On Thursday, the campaign released a 7-minute Web video documenting “a timeline of Barack Obama’s political positioning on the most critical national security issue America faces today.”

The video was timed to coincide with Mr. Obama’s upcoming trip to Iraq and other foreign countries. The McCain campaign said the video exposed Mr. Obama’s evolution from opposing the military surge strategy in Iraq to embracing it.

“Rather than admit his mistake, Barack Obama is now trying to pretend that he was for the surge all along,” said McCain campaign manager Rick Davis.

Mr. Obama’s campaign responds that Mr. McCain frequently commits gaffes and has been caught using different rhetoric for different audiences.

Last month, a Republican Hispanic activist who attended a closed-door meeting said Mr. McCain was giving Hispanics a different message than the security-first rhetoric he was using on the campaign trail.

This week, Mr. Obama’s campaign said Mr. McCain was telling the National Association for the Advancement of Colored People that he would increase funding for federal education programs, even though he has told other audiences that he would freeze most domestic spending.

In recent days, he has referred to Czechoslovakia, even though that nation split into the Czech and Slovak republics in 1993. Gay rights groups bashed his comments to the New York Times, reported Sunday, about his stance on adoption.

The campaign then clarified that Mr. McCain would leave the issue to states. Only Florida bans same-sex couples from adopting.

▶ Entries provided
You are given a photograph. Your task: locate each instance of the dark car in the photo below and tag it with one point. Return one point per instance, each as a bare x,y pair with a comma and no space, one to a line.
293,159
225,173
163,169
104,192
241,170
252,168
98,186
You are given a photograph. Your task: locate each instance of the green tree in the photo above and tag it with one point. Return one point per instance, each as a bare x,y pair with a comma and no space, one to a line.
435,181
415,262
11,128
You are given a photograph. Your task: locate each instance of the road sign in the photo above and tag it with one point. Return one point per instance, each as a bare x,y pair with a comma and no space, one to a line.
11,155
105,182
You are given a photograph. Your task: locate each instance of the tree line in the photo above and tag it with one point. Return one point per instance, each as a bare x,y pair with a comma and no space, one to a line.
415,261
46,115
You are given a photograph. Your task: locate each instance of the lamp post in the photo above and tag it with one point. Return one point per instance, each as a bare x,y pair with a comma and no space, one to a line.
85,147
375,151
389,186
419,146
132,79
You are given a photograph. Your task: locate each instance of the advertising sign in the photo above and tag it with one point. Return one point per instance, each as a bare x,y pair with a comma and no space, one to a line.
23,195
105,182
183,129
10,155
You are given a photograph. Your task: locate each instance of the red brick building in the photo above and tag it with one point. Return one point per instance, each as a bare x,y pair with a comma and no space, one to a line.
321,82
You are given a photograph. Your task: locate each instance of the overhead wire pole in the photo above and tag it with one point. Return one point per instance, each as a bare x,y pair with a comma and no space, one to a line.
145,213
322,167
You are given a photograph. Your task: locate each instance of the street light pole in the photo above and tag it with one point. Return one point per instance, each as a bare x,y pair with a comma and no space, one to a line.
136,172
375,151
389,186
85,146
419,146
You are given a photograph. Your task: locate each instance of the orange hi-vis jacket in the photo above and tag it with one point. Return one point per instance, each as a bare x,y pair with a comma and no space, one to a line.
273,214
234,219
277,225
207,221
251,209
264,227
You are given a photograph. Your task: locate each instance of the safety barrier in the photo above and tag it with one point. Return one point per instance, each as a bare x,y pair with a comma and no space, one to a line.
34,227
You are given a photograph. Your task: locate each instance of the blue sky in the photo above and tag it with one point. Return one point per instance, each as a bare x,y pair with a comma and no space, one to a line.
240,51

▶ Task instructions
1. Answer these questions using the article on the McCain and Obama campaigns:
(a) How long was the Web video the McCain campaign released on Thursday?
(b) Who was the McCain campaign manager quoted in the article?
(c) In what year did Czechoslovakia split into the Czech and Slovak republics?
2. Rewrite the part of the article on the McCain and Obama campaigns starting with "Mr. Obama’s campaign responds" and going on through "most domestic spending.", changing "closed-door meeting" to "private meeting".
3. Write the next few sentences of the article on the McCain and Obama campaigns, picking up after its final sentence.
The listing has nothing to do with the article on the McCain and Obama campaigns.

▶ Results in order
1.
(a) 7 minutes
(b) Rick Davis
(c) 1993

2.
Mr. Obama’s campaign responds that Mr. McCain frequently commits gaffes and has been caught using different rhetoric for different audiences.

Last month, a Republican Hispanic activist who attended a private meeting said Mr. McCain was giving Hispanics a different message than the security-first rhetoric he was using on the campaign trail.

This week, Mr. Obama’s campaign said Mr. McCain was telling the National Association for the Advancement of Colored People that he would increase funding for federal education programs, even though he has told other audiences that he would freeze most domestic spending.

3.
“He’s not a detail person,” said Donald J. Devine, a former Reagan administration official who is editor of Conservative Battleline. “He’s not a liar. I think he just can’t believe that he would ever do anything wrong. He would think that would be some kind of moral failing, and he just figures there’s got to be something that isn’t right with what the other person said.”

Ray Dearin, a professor of English at Iowa State University who has studied political rhetoric, said it’s unlikely the gaffes push Mr. McCain off message.

Mr. Dearin, who was elected an alternate delegate to the Republican nominating convention, said the mandatory caps issue is “somewhat esoteric to most voters” and using “Czechoslovakia” isn’t a serious error: “Ninety percent of Americans still call it that.”

He said Mr. McCain might be vulnerable on his history of votes on tax cuts.

“The failure to vote for the Bush tax cuts will still linger in the minds of some GOP voters. His position against repealing them will help with the base, though he probably is vulnerable on the ‘straight talk’ issue,” Mr. Dearin said.